[Items from a data source]
— start —
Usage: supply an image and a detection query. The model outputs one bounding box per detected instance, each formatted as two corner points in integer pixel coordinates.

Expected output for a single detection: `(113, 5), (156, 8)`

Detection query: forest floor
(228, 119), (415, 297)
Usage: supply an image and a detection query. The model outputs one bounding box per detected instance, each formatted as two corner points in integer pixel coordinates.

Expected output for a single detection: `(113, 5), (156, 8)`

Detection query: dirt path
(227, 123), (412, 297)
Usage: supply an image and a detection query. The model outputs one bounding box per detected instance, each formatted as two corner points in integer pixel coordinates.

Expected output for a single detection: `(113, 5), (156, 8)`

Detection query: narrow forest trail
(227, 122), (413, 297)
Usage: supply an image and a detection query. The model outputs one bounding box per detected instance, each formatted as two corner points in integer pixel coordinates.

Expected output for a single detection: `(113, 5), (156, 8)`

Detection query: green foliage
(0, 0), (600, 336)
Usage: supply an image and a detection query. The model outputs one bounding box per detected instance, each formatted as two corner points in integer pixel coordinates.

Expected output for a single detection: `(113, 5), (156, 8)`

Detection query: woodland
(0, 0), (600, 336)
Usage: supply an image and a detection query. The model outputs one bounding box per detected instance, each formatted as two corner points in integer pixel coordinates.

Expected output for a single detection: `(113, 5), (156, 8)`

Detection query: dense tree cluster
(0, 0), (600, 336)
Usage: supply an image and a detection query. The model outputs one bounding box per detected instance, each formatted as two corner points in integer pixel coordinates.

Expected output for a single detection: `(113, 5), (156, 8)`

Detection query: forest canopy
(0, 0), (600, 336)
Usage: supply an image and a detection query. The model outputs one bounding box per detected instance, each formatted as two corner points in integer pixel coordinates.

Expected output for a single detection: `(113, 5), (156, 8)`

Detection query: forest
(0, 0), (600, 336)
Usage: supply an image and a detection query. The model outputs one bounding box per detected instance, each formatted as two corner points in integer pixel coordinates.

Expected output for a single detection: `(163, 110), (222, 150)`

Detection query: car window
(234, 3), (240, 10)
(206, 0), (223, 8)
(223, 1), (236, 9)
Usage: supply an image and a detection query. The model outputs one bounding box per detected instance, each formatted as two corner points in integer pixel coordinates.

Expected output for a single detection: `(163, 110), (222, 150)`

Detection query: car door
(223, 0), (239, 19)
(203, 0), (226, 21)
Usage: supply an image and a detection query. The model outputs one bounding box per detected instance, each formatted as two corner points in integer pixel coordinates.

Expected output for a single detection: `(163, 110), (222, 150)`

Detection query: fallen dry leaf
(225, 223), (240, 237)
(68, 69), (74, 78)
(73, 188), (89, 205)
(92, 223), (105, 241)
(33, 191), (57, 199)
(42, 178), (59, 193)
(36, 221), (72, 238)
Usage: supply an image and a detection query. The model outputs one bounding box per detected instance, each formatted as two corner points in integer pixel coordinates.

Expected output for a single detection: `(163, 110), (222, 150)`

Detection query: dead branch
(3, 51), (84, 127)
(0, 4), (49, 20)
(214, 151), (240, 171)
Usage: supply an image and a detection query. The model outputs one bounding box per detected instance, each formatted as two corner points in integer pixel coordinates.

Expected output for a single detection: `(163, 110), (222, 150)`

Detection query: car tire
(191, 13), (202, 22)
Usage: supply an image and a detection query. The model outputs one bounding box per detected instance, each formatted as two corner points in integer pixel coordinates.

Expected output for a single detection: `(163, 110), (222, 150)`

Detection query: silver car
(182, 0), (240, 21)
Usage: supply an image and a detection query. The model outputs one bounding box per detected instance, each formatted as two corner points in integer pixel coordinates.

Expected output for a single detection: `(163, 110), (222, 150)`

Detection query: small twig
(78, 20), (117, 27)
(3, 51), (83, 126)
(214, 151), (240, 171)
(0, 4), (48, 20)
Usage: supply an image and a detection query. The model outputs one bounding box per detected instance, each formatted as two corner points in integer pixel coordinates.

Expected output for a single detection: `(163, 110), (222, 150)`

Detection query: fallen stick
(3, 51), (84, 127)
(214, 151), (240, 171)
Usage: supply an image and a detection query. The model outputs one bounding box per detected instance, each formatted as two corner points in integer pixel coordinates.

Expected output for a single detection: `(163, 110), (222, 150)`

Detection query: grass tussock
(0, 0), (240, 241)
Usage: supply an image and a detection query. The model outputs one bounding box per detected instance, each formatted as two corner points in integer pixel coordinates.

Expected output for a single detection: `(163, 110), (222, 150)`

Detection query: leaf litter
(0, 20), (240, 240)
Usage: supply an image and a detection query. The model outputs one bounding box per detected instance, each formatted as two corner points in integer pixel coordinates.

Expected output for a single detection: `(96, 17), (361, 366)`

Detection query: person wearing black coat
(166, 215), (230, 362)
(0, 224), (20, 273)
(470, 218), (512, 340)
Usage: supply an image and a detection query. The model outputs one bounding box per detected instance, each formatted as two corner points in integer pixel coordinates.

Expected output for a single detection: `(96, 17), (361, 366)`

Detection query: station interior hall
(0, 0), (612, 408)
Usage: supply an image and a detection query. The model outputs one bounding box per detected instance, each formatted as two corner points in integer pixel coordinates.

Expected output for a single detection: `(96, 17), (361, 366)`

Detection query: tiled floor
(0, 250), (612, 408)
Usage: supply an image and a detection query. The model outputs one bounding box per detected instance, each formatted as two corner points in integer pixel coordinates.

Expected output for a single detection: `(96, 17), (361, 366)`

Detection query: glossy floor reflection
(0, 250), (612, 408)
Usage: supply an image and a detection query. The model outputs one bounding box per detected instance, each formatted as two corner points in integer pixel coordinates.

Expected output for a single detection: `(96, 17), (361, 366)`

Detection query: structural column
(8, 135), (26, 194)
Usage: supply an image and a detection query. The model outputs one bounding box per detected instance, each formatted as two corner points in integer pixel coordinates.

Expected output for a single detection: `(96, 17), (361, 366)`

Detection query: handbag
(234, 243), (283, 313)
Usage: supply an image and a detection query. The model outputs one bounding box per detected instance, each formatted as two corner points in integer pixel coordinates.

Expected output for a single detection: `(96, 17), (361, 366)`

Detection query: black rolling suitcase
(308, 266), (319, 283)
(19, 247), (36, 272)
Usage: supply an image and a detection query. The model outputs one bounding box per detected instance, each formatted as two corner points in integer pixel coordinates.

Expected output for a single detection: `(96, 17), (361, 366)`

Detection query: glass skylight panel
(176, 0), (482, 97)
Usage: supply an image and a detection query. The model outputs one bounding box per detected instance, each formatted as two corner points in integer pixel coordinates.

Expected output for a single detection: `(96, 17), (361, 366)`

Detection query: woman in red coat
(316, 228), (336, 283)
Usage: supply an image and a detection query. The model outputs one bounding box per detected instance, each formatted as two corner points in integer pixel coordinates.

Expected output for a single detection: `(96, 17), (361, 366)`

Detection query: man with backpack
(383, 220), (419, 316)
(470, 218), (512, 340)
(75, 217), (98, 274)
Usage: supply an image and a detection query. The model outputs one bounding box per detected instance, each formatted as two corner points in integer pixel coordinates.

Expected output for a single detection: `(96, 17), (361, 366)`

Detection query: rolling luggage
— end —
> **WHAT IS NEEDED**
Rewrite the stretch from the start of the lines through the line containing "(227, 123), (412, 297)", putting "gravel path" in place of "dirt path" and leaving everything else as it is.

> **RESPONSE TO THIS TASK**
Usage: supply an image and a detection query. The model outputs one bounding box per detected instance, each formatted as two corner points in integer pixel coordinates.

Expected output for a single detection: `(113, 5), (156, 8)`

Detection query: forest floor
(228, 119), (415, 297)
Usage: supply an image and a detection query. The model outputs one bounding box per detected instance, each formatted as two corner points in integer pixel coordinates.

Expected output for a single detection: `(113, 5), (156, 8)`

Detection query: gravel path
(227, 123), (412, 297)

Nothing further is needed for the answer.